*REQUIREMENTS*.
Can you write out the listing below again with every "set down one marker" swapped for "place a single point", keeping everything else the same?
╔══
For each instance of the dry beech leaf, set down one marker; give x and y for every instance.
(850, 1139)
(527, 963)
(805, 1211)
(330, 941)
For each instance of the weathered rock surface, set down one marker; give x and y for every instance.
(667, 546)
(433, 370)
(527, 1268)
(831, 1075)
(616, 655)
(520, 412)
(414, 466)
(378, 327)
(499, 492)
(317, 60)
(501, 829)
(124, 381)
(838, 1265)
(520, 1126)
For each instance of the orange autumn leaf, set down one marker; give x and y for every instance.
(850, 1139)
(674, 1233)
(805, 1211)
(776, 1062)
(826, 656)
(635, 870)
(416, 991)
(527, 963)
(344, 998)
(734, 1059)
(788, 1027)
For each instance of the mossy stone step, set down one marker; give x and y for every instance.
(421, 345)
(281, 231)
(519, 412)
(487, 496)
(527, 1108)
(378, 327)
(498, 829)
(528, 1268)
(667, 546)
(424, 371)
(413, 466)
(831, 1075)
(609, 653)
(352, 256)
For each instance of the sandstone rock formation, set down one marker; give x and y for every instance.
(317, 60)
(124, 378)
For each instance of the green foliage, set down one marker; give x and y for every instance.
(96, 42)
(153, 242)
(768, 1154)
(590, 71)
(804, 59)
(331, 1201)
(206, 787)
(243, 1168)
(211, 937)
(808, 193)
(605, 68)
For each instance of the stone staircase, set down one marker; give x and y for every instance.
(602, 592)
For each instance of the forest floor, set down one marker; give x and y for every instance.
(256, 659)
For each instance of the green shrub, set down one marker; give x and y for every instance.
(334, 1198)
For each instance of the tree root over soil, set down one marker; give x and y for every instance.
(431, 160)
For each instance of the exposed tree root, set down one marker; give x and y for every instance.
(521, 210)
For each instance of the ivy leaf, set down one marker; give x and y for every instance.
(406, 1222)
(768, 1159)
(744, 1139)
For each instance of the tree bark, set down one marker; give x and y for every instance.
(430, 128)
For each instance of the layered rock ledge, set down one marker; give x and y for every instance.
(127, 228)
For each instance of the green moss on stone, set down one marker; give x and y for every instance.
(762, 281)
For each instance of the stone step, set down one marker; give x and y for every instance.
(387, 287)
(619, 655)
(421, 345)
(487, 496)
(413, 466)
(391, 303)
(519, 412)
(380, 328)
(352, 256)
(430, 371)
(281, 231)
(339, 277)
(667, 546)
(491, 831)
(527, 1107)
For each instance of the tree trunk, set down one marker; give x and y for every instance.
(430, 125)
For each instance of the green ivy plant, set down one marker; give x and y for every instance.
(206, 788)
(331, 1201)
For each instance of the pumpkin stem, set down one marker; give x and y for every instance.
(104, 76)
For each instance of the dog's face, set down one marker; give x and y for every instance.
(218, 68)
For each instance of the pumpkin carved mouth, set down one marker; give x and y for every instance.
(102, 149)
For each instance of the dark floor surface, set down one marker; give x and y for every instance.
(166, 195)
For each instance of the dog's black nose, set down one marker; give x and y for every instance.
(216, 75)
╚══
*ANSWER TO THIS PROBLEM*.
For each instance of the dry beech leaf, place a single point; give x and y for every instance.
(850, 1139)
(527, 963)
(805, 1211)
(330, 941)
For each instance of the weathered rock surface, place a single point; give x and y for every instance.
(667, 546)
(433, 370)
(527, 1268)
(831, 1075)
(616, 655)
(520, 412)
(414, 466)
(378, 327)
(499, 492)
(317, 60)
(501, 829)
(124, 381)
(838, 1265)
(520, 1126)
For each instance of the orange autumn leaf, place a single point; give x and y for every instance.
(850, 1139)
(674, 1233)
(805, 1211)
(776, 1062)
(826, 656)
(635, 870)
(416, 991)
(527, 963)
(344, 998)
(734, 1059)
(788, 1027)
For each instance of the mossy stone step, place a single point; give x and y for every instance.
(421, 345)
(281, 231)
(519, 412)
(487, 496)
(527, 1108)
(378, 327)
(498, 829)
(528, 1268)
(667, 546)
(424, 371)
(413, 466)
(831, 1075)
(609, 653)
(352, 256)
For each instance of the sandstone rock formation, place a single point; give x and y for every instance.
(317, 60)
(124, 378)
For each instance of the green foliage, place a single point; give x and y for every instance.
(96, 42)
(153, 242)
(768, 1154)
(590, 71)
(804, 59)
(331, 1201)
(206, 787)
(243, 1168)
(211, 937)
(808, 193)
(605, 68)
For each instance of the stone staircase, place a single point; give x and y for every instance.
(602, 592)
For each instance of the forest floor, place a single point; give x and y for every instance.
(256, 659)
For each instance of the green shrub, place a single point; give x and y for every instance.
(334, 1198)
For each instance of the tree root over soil, place a single point; give x and y for every instance.
(431, 160)
For each instance of the exposed tree root, place a single point; give x and y for every instance.
(521, 210)
For each instance of the ivy leaf, place a single point; give x and y for every instance.
(406, 1222)
(768, 1159)
(744, 1139)
For each instance of the tree bark, place a single point; give x and y for every instance.
(430, 128)
For each instance of the layered rock ledge, place a single point; give x and y for every instance.
(127, 228)
For each instance of the green moss on stone, place a single point; give x and y for every instance.
(762, 281)
For each instance of the stone step, place a single point; give x and y for every instance.
(387, 287)
(619, 655)
(421, 345)
(487, 496)
(413, 466)
(391, 303)
(519, 412)
(380, 328)
(352, 256)
(430, 371)
(281, 231)
(339, 277)
(667, 546)
(491, 831)
(527, 1107)
For each instance of the tree trunk, place a single point; give x and y for every instance.
(430, 125)
For each instance of the green ivy plant, place a single point; give x and y for every instance.
(206, 788)
(331, 1201)
For each instance of the pumpkin stem, place a single point; give x and y for every instance.
(104, 76)
For each instance of the dog's face, place a single point; give x and y for every instance.
(218, 68)
For each instance of the pumpkin carved mouth, place a single point; give x and y for every instance.
(102, 149)
For each instance of the dark floor surface, place a single point; give x and y for every instance.
(166, 195)
For each instance of the dog's black nose, place a single point; give x and y for every instance.
(216, 75)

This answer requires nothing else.